Source excerpt =
- - -
Firstly, LEAP/E2020 confirms the crisis is still accelerating and should last from June to November 2006, as we had already announced last May. In addition, our teams can now anticipate more precisely two essential developments:
Continuing fall of the Dollar compared to the Euro, with a new acceleration by the end of September
Since the beginning of the year, the Dollar exchange rate decreased from 1,18 Euros to 1,28 Euros, with peaks around 1,29/1,30. These last weeks saw a stabilization of this development thanks to some technical factors favouring the dollar (primarily, the liquidation in Dollars of short positions on raw materials and on the Yen, which obligated a great number of operators to repurchase dollars). But in the background, operators are slowly realising that some fundamentals which had them believing in the endless force of the American dollar are disappearing, such as the structural superiority of the American economy, its higher growth rates, its real estate sector durable dynamics and the foreseeable continuation of the rises of the American Federal Reserve interest rates.
In just one summer, all these “beliefs” have slowly disappeared; just like these technical factors will disappear in September and be replaced by an entirely new situation for the financial and monetary markets: the operators will no longer have any major argument “to believe” in the strength of the dollar. In the last few months, the markets have integrated the reasons which intellectually demonstrate its durable weakness but, psychologically (because of contradictory long term positions), they have not yet drawn all conclusions. The next few weeks will set the stage of this generalized awakening and will lead the Euro/Dollar rate above 1,30.
- - -
Records provided =
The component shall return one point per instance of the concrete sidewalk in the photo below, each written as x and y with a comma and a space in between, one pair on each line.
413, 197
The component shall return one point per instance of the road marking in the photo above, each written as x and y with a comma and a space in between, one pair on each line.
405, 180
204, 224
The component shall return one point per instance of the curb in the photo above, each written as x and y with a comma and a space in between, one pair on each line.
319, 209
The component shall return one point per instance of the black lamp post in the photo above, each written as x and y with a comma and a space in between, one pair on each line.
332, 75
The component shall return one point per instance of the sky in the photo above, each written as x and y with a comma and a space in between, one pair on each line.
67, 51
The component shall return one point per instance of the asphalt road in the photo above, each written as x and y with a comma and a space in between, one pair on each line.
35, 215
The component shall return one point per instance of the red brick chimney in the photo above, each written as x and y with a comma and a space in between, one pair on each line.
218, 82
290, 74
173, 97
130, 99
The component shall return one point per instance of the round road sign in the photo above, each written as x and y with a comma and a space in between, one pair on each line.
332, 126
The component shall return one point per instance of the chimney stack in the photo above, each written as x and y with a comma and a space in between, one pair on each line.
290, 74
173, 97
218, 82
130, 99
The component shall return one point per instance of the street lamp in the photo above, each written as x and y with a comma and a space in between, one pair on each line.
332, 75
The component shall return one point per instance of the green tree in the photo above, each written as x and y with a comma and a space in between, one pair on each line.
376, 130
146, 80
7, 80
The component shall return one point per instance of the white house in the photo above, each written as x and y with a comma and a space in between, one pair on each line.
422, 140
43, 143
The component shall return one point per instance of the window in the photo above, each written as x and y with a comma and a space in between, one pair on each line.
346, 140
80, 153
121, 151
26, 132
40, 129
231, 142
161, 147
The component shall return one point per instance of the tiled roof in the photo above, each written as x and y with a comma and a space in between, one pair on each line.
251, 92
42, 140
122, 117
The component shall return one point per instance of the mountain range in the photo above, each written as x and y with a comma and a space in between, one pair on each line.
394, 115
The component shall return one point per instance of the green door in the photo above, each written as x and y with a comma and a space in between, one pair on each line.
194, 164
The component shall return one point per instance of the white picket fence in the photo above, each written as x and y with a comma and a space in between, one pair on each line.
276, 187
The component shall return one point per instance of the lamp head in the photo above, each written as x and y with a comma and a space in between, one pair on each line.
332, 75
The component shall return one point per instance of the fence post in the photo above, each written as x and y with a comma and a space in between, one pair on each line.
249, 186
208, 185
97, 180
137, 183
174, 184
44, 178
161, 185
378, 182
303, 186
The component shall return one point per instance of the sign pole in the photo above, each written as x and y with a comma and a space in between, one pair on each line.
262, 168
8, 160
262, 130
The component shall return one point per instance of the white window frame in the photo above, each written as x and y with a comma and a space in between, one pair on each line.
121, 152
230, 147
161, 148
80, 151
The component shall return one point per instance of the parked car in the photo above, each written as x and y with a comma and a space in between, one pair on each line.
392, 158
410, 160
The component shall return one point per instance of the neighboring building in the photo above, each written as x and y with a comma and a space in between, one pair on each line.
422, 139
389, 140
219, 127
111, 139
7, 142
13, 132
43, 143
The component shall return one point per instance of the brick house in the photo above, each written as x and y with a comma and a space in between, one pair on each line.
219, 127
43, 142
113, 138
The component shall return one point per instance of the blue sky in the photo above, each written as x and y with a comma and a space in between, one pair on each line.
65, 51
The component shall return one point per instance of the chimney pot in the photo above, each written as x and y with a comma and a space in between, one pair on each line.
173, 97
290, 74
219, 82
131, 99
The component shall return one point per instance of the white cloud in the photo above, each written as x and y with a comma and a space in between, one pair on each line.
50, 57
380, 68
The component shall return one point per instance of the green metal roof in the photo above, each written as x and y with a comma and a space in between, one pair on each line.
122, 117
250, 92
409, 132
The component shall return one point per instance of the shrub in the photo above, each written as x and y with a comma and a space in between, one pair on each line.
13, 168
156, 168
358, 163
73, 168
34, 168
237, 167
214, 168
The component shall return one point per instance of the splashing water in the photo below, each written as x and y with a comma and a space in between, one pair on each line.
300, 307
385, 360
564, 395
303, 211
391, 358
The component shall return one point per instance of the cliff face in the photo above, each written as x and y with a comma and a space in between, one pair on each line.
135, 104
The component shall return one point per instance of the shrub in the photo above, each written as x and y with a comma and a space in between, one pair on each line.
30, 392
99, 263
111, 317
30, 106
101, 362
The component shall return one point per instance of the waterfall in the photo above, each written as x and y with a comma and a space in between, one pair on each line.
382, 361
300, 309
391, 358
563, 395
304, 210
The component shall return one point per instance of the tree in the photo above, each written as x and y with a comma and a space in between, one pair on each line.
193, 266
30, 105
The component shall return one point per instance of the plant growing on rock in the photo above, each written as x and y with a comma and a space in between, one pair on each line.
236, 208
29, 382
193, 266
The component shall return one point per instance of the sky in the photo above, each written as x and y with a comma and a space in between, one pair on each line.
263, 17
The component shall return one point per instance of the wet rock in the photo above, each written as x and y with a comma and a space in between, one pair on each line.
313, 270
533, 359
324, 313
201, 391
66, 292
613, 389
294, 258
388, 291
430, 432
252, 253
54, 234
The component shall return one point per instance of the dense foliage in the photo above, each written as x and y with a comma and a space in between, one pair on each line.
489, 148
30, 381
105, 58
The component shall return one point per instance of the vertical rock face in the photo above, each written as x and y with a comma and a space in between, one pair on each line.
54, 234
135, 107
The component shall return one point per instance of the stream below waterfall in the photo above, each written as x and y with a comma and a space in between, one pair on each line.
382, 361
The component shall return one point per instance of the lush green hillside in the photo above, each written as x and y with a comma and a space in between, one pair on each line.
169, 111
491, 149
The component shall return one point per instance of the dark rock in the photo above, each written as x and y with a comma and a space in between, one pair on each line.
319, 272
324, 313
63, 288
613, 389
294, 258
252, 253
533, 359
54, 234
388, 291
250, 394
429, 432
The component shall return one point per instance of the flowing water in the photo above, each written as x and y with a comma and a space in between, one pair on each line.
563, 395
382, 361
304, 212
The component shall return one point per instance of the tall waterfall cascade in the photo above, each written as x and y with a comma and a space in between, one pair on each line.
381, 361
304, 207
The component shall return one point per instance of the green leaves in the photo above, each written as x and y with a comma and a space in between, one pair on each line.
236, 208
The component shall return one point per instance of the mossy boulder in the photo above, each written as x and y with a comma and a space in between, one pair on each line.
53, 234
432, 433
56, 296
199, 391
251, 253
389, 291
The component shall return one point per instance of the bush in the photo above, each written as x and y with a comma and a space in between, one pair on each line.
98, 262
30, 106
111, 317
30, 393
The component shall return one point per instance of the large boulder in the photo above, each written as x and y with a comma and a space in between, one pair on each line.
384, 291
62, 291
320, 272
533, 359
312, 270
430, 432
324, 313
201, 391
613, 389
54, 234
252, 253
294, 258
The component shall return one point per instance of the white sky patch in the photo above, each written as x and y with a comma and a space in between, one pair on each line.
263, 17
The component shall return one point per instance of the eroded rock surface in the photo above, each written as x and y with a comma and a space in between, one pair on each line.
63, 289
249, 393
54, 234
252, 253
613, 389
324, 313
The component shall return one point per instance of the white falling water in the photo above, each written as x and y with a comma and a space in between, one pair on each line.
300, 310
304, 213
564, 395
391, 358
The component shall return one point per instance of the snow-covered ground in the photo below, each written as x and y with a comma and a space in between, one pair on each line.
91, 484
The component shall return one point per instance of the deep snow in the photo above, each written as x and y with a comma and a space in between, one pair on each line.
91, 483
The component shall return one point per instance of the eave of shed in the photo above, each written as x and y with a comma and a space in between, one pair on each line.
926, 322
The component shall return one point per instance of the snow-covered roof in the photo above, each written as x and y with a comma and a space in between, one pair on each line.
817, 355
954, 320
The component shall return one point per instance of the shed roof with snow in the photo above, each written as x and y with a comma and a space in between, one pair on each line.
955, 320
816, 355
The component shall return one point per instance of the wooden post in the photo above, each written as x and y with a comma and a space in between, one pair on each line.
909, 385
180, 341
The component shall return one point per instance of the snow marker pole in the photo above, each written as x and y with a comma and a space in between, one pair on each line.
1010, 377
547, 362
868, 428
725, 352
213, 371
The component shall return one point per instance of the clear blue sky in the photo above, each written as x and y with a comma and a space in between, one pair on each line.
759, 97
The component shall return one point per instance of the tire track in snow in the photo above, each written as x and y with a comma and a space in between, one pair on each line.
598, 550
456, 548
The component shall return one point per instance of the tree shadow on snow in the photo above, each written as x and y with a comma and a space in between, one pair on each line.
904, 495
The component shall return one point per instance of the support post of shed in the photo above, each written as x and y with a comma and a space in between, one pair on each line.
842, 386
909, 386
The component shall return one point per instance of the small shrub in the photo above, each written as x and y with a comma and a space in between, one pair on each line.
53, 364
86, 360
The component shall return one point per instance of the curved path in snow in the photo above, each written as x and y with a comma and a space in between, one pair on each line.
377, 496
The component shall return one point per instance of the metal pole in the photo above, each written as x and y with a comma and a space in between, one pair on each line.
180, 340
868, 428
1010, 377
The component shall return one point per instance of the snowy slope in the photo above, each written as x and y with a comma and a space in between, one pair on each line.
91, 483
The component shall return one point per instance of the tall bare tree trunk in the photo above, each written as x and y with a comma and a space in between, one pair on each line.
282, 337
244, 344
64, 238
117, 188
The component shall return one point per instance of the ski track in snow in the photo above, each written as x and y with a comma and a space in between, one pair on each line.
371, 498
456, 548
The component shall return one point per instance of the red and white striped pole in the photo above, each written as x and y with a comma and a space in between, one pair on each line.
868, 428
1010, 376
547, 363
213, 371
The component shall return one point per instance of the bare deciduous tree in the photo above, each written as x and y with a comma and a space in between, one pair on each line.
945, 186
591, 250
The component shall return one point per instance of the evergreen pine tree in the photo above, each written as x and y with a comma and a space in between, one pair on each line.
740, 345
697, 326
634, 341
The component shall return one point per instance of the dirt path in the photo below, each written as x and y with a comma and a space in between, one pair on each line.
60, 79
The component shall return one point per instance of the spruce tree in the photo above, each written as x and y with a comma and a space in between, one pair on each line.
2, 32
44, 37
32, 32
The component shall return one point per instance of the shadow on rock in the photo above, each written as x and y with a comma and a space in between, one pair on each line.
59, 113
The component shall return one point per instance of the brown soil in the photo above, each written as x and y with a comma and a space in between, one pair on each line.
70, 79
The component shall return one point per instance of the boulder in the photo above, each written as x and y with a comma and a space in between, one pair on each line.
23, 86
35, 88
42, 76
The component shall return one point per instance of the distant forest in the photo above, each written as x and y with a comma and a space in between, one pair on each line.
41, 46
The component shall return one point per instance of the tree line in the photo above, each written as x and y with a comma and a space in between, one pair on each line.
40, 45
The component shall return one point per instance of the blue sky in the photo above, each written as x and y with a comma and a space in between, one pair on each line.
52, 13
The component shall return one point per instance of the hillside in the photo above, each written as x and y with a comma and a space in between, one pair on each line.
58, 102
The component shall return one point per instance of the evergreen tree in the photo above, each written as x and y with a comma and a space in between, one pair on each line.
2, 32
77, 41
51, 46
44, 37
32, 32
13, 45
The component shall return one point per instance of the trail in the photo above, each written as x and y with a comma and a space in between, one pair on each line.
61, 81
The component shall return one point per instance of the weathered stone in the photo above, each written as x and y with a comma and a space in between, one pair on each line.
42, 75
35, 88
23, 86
- - -
Work instructions =
[1] According to the dollar forecast, over what months should the crisis last?
[2] Rewrite the part of the dollar forecast that opens with "In just one" and closes with "rate above 1,30.", changing "September" to "October".
Use only the dollar forecast to respond; the material is not needed.

The results =
[1] From June to November 2006.

[2]
In just one summer, all these “beliefs” have slowly disappeared; just like these technical factors will disappear in October and be replaced by an entirely new situation for the financial and monetary markets: the operators will no longer have any major argument “to believe” in the strength of the dollar. In the last few months, the markets have integrated the reasons which intellectually demonstrate its durable weakness but, psychologically (because of contradictory long term positions), they have not yet drawn all conclusions. The next few weeks will set the stage of this generalized awakening and will lead the Euro/Dollar rate above 1,30.